- What you have to do -
A word-for-word copy of the entries below is required.

- Material for the task -
----
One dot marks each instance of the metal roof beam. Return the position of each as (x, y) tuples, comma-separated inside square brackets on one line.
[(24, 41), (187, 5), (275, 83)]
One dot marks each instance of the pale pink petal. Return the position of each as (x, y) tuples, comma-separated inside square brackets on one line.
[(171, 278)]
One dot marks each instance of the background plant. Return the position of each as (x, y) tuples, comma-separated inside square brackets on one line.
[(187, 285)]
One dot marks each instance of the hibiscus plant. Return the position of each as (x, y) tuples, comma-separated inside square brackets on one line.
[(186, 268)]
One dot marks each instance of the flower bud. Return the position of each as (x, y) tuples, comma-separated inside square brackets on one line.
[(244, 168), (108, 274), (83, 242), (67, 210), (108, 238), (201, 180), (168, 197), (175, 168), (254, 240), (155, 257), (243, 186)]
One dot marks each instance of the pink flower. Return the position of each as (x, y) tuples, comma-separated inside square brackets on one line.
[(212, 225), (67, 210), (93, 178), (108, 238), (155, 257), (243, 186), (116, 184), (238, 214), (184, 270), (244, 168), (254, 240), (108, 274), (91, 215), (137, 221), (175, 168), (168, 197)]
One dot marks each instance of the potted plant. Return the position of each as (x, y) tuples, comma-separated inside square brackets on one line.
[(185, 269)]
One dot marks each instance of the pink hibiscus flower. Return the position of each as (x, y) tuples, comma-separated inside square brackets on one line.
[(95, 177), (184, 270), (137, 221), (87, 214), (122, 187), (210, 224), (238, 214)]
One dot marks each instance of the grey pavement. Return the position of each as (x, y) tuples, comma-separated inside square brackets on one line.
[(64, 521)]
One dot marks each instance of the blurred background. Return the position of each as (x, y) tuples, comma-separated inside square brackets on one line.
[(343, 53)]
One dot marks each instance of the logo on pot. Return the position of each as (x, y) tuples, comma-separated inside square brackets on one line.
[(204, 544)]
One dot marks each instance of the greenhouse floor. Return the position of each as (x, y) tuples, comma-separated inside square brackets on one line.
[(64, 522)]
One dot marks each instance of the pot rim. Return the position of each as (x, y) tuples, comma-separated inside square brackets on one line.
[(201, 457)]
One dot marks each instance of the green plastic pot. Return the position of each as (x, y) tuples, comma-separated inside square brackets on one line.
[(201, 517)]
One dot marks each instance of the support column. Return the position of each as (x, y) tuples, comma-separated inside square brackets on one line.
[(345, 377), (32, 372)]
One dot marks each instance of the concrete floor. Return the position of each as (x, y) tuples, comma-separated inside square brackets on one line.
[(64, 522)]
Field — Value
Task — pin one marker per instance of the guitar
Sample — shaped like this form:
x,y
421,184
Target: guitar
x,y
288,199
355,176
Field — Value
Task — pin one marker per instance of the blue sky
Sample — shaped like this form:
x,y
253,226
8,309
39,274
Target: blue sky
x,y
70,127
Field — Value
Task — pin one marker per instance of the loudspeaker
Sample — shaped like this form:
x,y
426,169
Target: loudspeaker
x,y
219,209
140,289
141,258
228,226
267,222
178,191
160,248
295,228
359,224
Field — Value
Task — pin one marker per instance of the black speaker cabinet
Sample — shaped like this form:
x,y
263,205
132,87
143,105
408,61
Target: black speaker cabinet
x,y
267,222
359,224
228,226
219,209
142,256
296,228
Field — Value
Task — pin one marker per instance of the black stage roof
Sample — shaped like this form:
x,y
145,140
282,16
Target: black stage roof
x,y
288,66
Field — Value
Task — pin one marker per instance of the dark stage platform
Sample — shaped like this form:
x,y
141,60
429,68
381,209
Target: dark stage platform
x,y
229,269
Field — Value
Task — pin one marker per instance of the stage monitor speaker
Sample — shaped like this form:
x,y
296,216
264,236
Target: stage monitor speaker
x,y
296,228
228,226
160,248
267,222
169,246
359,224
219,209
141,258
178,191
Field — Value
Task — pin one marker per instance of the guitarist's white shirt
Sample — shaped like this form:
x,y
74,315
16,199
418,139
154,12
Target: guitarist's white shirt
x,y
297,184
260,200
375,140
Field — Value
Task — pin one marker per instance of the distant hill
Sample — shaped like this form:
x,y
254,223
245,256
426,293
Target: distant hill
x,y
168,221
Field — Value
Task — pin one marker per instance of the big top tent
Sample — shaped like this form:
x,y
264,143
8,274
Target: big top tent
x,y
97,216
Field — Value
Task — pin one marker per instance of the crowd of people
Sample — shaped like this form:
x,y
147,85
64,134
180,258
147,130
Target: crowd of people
----
- Exercise answer -
One dot marks each instance of the metal roof beam. Return the position of each as (x, y) tuples, comma-separated inside square brackets on one line.
[(24, 41), (187, 5), (275, 83)]
One dot marks each instance of the pale pink petal. Return the position of each as (x, y) tuples, comma-separated inside square brackets on one line.
[(171, 278)]
One dot marks each instance of the background plant. Return the position of each as (x, y) tuples, comma-separated inside square brackets on one line.
[(187, 285)]
One dot marks each instance of the hibiscus plant. Return the position of each as (x, y) tuples, comma-separated inside square brackets on one line.
[(186, 268)]
One dot marks each instance of the flower bud. Return the position of each as (x, y) tuples, comma-separated inside square brackets on one line.
[(244, 168), (108, 274), (83, 242), (67, 210), (108, 238), (201, 180), (168, 197), (175, 168), (254, 240), (155, 257), (243, 186)]
One dot marks each instance of the pink flower. Return the position of each as (x, y) tuples, comma-separated inside square brackets on one line.
[(212, 225), (67, 210), (93, 178), (108, 238), (155, 257), (243, 186), (116, 184), (238, 214), (184, 270), (244, 168), (254, 240), (108, 274), (91, 215), (137, 221), (175, 168), (168, 197)]
One dot marks each instance of the potted plant. Return the position of each as (x, y) tuples, comma-separated inside square brackets on one line.
[(185, 269)]
One dot marks each instance of the pink hibiscus flower. Return the position of each as (x, y) tuples, comma-separated inside square brackets on one line.
[(95, 177), (184, 270), (137, 221), (87, 214), (122, 187), (210, 224), (238, 214)]
One dot marks each instance of the grey pavement. Return the position of each as (x, y) tuples, comma-separated inside square brackets on one line.
[(64, 521)]
One dot marks each instance of the blurred background. Return the position of each as (x, y) tuples, comma-separated inside square brackets on one line.
[(343, 53)]
One dot marks each instance of the logo on pot. Return the position of each as (x, y) tuples, comma-separated inside square brackets on one line.
[(204, 544)]
One dot marks each instance of the greenhouse floor. Return the position of each as (x, y) tuples, comma-separated inside square brackets on one line.
[(64, 522)]
One dot marks each instance of the pot rim. Return the position of each as (x, y) tuples, comma-separated inside square brackets on one line.
[(201, 457)]
One dot marks each instance of the green plastic pot. Return the position of each as (x, y) tuples, comma-separated inside square brackets on one line.
[(201, 517)]
One dot marks each instance of the support column. Return the position of each as (x, y) tuples, comma-separated inside square brackets on one line.
[(345, 377), (32, 372)]
One dot marks each instance of the concrete floor. Return the position of each as (x, y) tuples, comma-separated inside square brackets on one line.
[(64, 522)]
Field — Value
Task — pin one marker per instance of the guitar
Sample — shaped like this form:
x,y
421,184
Target: guitar
x,y
288,199
355,176
Field — Value
Task — pin one marker per instance of the blue sky
Sample — shaped like this form:
x,y
253,226
8,309
39,274
Target: blue sky
x,y
70,127
Field — Value
Task — pin one marker per instance of the loudspeaker
Sample — shaped like this form:
x,y
426,169
Target: loudspeaker
x,y
219,209
140,289
141,258
228,226
267,222
178,191
160,248
295,228
359,224
Field — Value
Task — pin one marker per instance of the black speaker cabinet
Sample — shaped like this form:
x,y
263,205
132,87
143,105
408,61
Target: black speaker cabinet
x,y
267,222
359,224
228,226
219,209
142,256
296,228
Field — Value
Task — pin one marker per instance of the black stage roof
Sample — shaped like this form:
x,y
145,140
282,16
Target: black stage roof
x,y
288,66
Field — Value
Task — pin one marker per instance of the dark stage platform
Sample — shaped like this form:
x,y
141,60
429,68
381,209
Target: dark stage platform
x,y
229,269
Field — Value
Task — pin one marker per instance of the stage monitor speaker
Sample — shaped like this form:
x,y
296,216
264,236
Target: stage monitor speaker
x,y
296,228
228,226
160,248
267,222
169,246
359,224
219,209
141,258
178,191
Field — Value
Task — pin one marker per instance of the guitarist's white shirt
Sample — shaped like this form:
x,y
74,315
16,199
418,139
154,12
Target: guitarist's white shirt
x,y
297,184
260,200
375,140
Field — Value
Task — pin one marker per instance of the distant hill
Sample — shaped like this form:
x,y
254,223
245,256
426,293
Target: distant hill
x,y
168,221
Field — Value
Task — pin one marker per instance of the big top tent
Sample — shaped like this form:
x,y
264,143
8,274
Target: big top tent
x,y
97,216
Field — Value
Task — pin one marker per instance of the crowd of people
Sample — shaped like this form:
x,y
147,85
64,134
180,258
147,130
Target: crowd of people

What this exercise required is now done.